[[ DATA TO PROCESS, beginning ]]

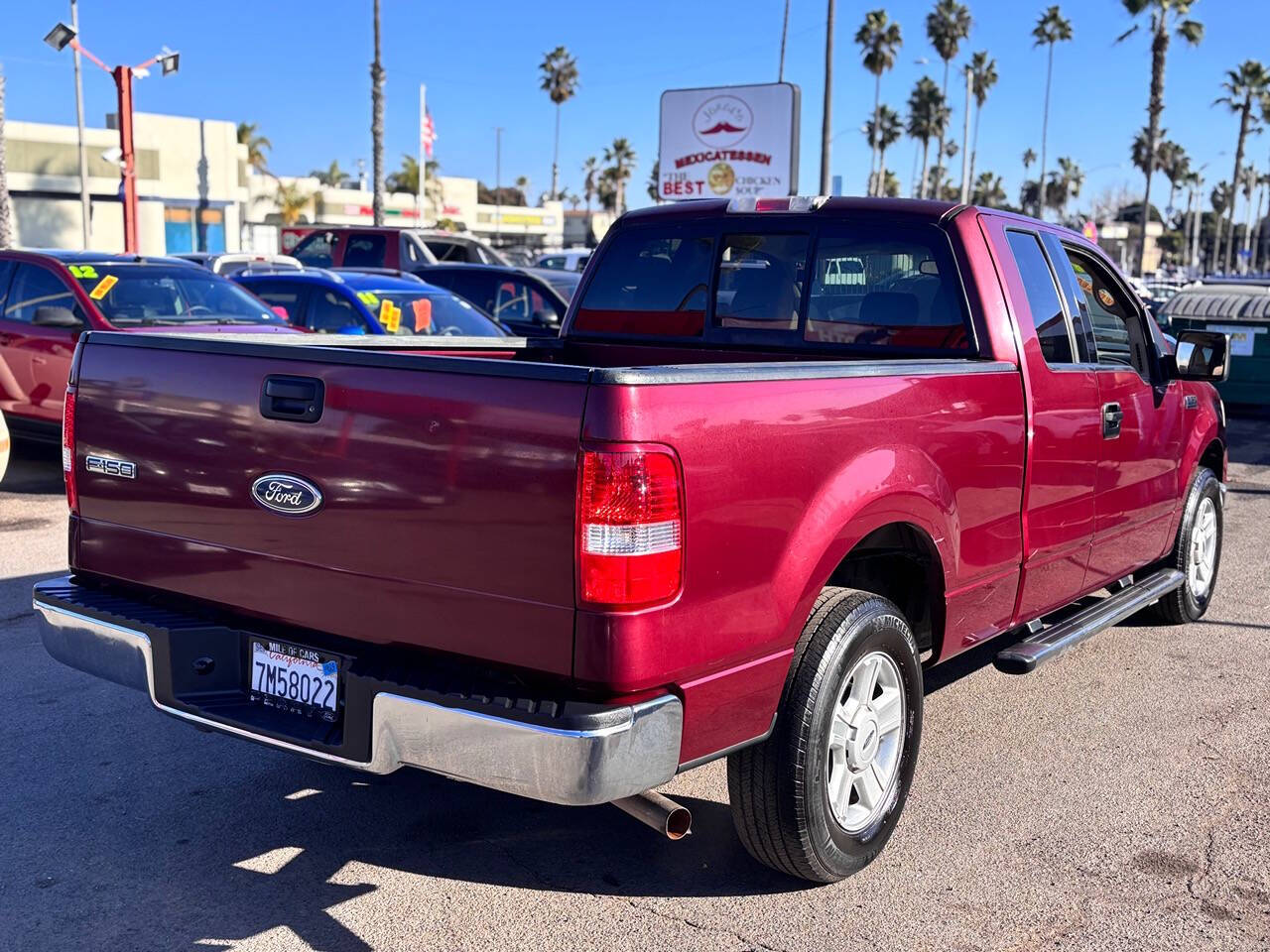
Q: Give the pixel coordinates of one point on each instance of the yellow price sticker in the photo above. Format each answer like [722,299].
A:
[103,287]
[390,316]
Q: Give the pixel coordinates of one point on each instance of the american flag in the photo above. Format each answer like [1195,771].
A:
[429,134]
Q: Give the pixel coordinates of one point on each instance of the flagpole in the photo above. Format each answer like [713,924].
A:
[423,153]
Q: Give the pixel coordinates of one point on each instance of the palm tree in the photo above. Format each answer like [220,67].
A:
[291,202]
[589,169]
[1164,16]
[983,76]
[1071,178]
[561,81]
[1243,86]
[7,235]
[1051,28]
[928,118]
[880,40]
[988,190]
[407,178]
[621,160]
[826,116]
[947,26]
[255,146]
[884,135]
[331,177]
[1175,164]
[377,123]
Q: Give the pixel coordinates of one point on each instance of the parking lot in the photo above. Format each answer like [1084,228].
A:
[1116,798]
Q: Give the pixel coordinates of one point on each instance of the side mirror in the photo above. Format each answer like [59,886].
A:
[51,316]
[1203,356]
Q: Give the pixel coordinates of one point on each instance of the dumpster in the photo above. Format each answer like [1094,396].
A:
[1241,311]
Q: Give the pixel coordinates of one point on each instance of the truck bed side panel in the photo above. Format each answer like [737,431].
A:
[781,479]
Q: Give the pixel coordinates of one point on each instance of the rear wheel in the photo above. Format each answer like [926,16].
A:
[1197,552]
[821,797]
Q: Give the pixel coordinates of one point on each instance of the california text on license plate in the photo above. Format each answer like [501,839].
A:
[295,678]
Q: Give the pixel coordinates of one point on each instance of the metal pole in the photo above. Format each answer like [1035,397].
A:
[965,140]
[123,84]
[498,184]
[85,208]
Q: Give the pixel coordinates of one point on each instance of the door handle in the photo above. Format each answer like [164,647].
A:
[1111,419]
[296,399]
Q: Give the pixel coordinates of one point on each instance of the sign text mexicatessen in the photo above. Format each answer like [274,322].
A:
[729,141]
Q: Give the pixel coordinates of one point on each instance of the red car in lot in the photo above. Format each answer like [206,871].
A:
[49,298]
[786,457]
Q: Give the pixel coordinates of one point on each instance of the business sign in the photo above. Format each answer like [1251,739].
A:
[729,141]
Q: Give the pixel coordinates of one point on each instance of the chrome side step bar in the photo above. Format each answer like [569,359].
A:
[1024,656]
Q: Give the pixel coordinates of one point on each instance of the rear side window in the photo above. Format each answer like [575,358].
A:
[651,281]
[1043,301]
[314,250]
[885,287]
[365,252]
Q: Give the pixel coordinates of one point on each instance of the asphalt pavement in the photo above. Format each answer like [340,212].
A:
[1114,800]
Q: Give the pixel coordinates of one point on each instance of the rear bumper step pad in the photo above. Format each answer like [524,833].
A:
[572,753]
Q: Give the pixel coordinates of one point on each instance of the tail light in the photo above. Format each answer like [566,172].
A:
[68,449]
[630,527]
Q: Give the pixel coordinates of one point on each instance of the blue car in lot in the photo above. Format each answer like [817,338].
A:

[[ DATA TO PROCESS, end ]]

With the line containing "answer like [817,338]." as the first and the final line of the records as the last, copy that span exactly and nothing more.

_WRITTEN RESPONSE_
Q: Give the pixel coordinates of one point on each instance of the blue car in lot in the photo above. Format each answer like [817,338].
A:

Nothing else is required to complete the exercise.